* _Challenge 1_:
On the sheaf convolution page, which three existing methods does sheaf convolution generalize?
* _Challenge 2_:
Please update the part of the sheaf convolution page that opens with the words containing "Spectral Sheaf Convolution: Filtering" and closes with "the sheaf setting.", putting "Chebyshev networks" in place of "ChebNet".

* _Excerpt to read_:

Spectral Sheaf Convolution: Filtering Signals on Sheaves

6 minute read

Published:

TL;DR: A sheaf convolution replaces the graph Laplacian L with the Sheaf Laplacian Δ_F in any spectral filter h(L). The resulting filter h(Δ_F) acts on Nd-dimensional node signals, with the Sheaf Laplacian's eigenvectors as the Fourier basis. Polynomial filters h(Δ_F) = Σ_k a_k Δ_F^k are computed by K sparse matrix-vector products, with cost O(K·E·d²). This generalises ChebNet, GCN, and GPRGNN to the sheaf setting.

Graph Signal Processing Recap

In classical Graph Signal Processing (GSP), a signal x ∈ ℝ^N on a graph G has a Fourier transform defined by the eigenvectors of L = UΛUᵀ:

x̂ = Uᵀ x (Fourier transform) x = U x̂ (inverse Fourier transform)

* _Data extract_:
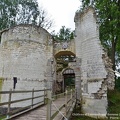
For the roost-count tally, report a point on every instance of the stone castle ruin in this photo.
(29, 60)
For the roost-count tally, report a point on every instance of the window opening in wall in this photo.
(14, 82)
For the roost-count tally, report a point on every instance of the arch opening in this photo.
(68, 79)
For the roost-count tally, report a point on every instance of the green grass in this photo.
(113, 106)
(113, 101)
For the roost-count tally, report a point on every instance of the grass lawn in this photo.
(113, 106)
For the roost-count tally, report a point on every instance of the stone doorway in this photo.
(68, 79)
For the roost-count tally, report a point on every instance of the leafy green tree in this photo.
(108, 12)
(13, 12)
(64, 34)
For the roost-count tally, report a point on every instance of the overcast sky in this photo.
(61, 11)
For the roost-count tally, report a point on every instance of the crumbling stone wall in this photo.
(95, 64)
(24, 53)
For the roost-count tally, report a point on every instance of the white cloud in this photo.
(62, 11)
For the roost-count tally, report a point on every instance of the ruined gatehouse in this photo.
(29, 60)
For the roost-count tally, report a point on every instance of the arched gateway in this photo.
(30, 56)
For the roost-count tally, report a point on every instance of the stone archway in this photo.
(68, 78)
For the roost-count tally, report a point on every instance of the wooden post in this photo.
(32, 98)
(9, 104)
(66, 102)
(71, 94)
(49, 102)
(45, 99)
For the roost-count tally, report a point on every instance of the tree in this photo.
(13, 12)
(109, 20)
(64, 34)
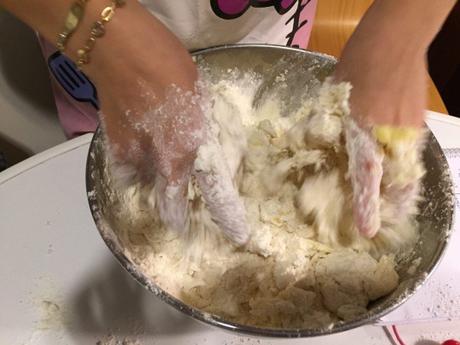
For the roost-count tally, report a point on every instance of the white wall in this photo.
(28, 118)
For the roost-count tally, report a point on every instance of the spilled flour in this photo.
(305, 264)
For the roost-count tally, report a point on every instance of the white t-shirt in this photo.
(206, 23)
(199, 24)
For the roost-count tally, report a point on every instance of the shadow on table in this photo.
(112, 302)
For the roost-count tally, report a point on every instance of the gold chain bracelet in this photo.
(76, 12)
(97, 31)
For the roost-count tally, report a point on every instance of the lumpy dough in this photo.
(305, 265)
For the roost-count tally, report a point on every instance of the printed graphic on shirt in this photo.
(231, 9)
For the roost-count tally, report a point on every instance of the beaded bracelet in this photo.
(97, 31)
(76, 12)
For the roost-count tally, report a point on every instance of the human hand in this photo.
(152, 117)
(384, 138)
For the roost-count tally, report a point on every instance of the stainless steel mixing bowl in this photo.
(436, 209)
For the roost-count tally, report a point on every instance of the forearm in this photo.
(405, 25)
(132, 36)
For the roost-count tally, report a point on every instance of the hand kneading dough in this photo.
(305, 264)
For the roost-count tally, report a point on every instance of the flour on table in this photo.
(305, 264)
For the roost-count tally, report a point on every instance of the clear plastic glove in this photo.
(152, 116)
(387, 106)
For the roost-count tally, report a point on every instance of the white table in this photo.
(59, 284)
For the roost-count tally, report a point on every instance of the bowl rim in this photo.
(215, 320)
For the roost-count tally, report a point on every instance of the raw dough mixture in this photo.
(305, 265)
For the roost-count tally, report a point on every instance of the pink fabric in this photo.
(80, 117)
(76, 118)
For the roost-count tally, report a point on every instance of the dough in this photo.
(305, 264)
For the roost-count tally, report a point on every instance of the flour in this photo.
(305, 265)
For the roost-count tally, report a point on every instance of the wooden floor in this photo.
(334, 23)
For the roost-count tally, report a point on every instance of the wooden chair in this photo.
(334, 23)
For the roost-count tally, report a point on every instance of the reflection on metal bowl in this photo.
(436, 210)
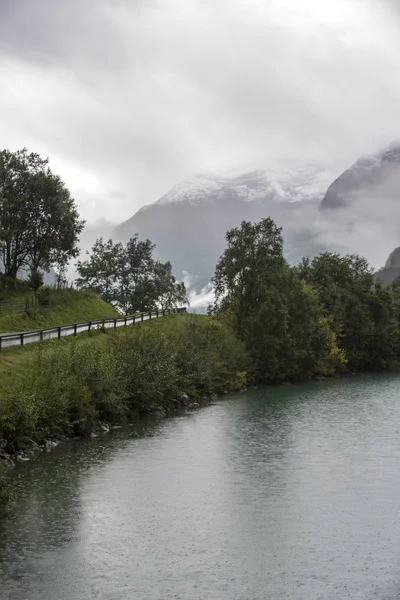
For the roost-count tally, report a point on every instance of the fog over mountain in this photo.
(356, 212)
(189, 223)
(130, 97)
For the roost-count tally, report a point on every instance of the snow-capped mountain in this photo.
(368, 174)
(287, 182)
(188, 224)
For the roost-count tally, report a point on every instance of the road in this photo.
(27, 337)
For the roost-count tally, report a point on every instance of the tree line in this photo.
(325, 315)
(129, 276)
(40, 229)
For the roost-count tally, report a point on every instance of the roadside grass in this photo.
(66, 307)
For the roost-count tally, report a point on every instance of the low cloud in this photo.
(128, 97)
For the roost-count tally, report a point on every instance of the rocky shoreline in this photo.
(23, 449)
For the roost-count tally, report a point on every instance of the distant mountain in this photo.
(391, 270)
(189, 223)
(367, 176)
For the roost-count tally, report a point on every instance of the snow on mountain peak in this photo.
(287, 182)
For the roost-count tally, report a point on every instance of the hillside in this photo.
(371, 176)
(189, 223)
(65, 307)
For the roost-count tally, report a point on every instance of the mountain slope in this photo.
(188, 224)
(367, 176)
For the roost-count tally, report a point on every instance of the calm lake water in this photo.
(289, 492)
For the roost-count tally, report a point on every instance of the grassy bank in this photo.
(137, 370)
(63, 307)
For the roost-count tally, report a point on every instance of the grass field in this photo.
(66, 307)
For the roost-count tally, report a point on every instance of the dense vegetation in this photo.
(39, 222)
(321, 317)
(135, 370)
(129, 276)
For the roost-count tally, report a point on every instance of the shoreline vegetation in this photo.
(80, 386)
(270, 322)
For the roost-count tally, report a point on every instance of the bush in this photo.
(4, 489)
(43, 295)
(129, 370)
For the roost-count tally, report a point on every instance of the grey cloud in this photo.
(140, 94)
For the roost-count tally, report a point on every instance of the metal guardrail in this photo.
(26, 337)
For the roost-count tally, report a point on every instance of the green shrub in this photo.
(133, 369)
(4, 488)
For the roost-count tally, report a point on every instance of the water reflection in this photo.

* _Complete response 1_:
ChebNet, GCN, and GPRGNN

* _Complete response 2_:
Spectral Sheaf Convolution: Filtering Signals on Sheaves

6 minute read

Published:

TL;DR: A sheaf convolution replaces the graph Laplacian L with the Sheaf Laplacian Δ_F in any spectral filter h(L). The resulting filter h(Δ_F) acts on Nd-dimensional node signals, with the Sheaf Laplacian's eigenvectors as the Fourier basis. Polynomial filters h(Δ_F) = Σ_k a_k Δ_F^k are computed by K sparse matrix-vector products, with cost O(K·E·d²). This generalises Chebyshev networks, GCN, and GPRGNN to the sheaf setting.